Task instructions:
(a) In the text on endometriosis and sex, which kinds of positions may reduce pain in mild to moderate cases?
(b) Continue the passage on endometriosis and sex from where it stops.

=== Provided text ===

The pain many people with endometriosis face can make sex uncomfortable. Many people with endometriosis experience pain during and after sexual intercourse due to inflammation of the vagina and fibrosis fusing the rectum's front wall and the vagina’s back wall together. Some positions may reduce the pain associated with sex in mild to moderate cases of endometriosis, especially those with shallow penetration. Painkillers and lubricants can also reduce pain during sex. Some people may also find they can have pain-free sex when they’re not menstruating.

Communication is key for those struggling with the symptoms of endometriosis and their partners. People with endometriosis should be honest about the pain they’re experiencing, rather than simply putting up with it. They may explore ways to reduce the pain associated with sex or focus on other forms of intimacy which don’t cause pain, like oral sex and mutual masturbation. While men should also be honest about their feelings, they should take care never to pressure their partner or make them feel inadequate. Support is crucial for surviving the challenge of endometriosis.

=== Supplied entries ===

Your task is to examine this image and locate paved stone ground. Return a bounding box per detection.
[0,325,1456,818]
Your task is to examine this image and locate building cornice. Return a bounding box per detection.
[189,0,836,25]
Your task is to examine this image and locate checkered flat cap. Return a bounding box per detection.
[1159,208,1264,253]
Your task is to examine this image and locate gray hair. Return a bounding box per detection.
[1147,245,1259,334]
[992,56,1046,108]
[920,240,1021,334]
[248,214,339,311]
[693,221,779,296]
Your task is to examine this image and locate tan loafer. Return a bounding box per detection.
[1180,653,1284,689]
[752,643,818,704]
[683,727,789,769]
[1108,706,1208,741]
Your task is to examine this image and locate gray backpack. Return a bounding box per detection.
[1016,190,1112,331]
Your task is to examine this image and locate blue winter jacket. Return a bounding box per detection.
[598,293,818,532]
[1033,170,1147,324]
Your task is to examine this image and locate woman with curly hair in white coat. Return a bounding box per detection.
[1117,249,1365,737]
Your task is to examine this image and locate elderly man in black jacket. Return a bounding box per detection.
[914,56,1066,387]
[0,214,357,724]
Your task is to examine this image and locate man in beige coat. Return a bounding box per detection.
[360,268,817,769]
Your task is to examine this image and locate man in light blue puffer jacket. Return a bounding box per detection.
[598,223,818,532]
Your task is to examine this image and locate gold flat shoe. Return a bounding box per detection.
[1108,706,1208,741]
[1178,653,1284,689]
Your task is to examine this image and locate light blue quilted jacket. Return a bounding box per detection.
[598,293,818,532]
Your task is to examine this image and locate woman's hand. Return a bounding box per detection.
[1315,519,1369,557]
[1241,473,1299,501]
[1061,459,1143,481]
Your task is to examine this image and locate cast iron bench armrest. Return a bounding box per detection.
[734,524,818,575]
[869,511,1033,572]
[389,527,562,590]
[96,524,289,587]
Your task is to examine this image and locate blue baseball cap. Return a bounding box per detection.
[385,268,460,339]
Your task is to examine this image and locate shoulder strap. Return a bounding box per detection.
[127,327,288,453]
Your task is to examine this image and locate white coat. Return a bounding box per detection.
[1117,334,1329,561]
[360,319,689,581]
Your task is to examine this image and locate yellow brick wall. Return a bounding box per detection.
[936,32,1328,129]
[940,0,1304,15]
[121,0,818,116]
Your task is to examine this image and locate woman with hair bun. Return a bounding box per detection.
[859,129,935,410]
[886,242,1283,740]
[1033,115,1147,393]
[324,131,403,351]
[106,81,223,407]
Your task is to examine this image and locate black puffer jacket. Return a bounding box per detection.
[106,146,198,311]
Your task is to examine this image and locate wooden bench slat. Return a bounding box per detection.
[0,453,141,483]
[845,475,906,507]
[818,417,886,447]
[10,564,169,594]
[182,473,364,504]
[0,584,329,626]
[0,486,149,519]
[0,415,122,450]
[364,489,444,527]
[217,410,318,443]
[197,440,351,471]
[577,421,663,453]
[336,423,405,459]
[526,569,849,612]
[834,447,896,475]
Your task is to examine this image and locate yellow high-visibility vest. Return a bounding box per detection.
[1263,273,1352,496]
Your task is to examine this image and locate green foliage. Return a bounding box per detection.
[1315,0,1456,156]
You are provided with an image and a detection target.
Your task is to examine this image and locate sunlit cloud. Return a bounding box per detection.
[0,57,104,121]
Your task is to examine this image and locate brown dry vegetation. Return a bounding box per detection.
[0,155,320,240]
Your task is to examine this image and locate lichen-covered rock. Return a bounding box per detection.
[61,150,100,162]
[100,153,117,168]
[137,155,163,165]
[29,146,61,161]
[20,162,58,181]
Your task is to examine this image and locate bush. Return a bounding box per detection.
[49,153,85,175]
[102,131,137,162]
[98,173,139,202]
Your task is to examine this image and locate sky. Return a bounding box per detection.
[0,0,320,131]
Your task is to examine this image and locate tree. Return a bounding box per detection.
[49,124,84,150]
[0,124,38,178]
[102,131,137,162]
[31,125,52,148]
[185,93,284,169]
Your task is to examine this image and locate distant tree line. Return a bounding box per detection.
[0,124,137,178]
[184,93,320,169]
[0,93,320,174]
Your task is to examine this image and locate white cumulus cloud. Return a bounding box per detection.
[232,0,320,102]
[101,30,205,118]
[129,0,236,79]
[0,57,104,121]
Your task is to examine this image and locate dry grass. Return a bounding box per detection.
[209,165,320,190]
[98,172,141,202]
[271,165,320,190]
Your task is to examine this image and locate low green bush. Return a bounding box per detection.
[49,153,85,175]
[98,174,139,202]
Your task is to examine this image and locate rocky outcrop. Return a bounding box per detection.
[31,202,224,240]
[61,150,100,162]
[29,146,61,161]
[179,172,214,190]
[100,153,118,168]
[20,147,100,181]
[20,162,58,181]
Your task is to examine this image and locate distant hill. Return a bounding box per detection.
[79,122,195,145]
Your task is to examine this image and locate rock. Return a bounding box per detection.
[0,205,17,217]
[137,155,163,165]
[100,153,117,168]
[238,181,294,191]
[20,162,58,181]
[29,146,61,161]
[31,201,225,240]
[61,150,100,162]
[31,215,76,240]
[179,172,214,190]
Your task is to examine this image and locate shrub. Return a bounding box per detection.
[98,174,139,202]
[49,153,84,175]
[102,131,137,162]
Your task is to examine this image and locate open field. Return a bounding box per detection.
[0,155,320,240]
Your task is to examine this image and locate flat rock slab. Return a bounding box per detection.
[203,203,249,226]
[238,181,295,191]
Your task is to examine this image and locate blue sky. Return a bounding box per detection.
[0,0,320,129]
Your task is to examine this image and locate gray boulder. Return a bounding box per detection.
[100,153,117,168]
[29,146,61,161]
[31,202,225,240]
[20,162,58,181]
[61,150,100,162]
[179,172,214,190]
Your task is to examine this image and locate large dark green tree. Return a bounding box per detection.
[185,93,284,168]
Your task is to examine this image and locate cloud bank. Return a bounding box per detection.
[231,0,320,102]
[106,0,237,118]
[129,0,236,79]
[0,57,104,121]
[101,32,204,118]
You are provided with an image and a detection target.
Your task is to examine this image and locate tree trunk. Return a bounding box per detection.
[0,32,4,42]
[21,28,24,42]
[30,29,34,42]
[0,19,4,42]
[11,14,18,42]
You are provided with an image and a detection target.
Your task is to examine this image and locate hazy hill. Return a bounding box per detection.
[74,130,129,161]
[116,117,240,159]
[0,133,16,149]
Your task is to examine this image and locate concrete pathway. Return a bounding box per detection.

===

Responses to the tasks:
(a) Positions with shallow penetration.

(b)
Fertility is another unfortunate side effect of endometriosis that can severely impact relationships. Between one-third and one-half of people with endometriosis struggle with infertility since the tissue growth can obstruct the fallopian tube and prevent the sperm from reaching the egg. The condition can also damage the sperm and egg. As people with endometriosis don’t always experience pain, some don’t realize they have the condition until they seek medical treatment for infertility. The diagnosis can be devastating for those who dream of becoming parents and their partners. However, medical intervention can help those with mild to moderate endometriosis fall pregnant and carry their babies to term.

Medical treatment can help ease the pain associated with endometriosis, including pain during sex. Surgery can remove the lesions and cysts which cause pain during sex.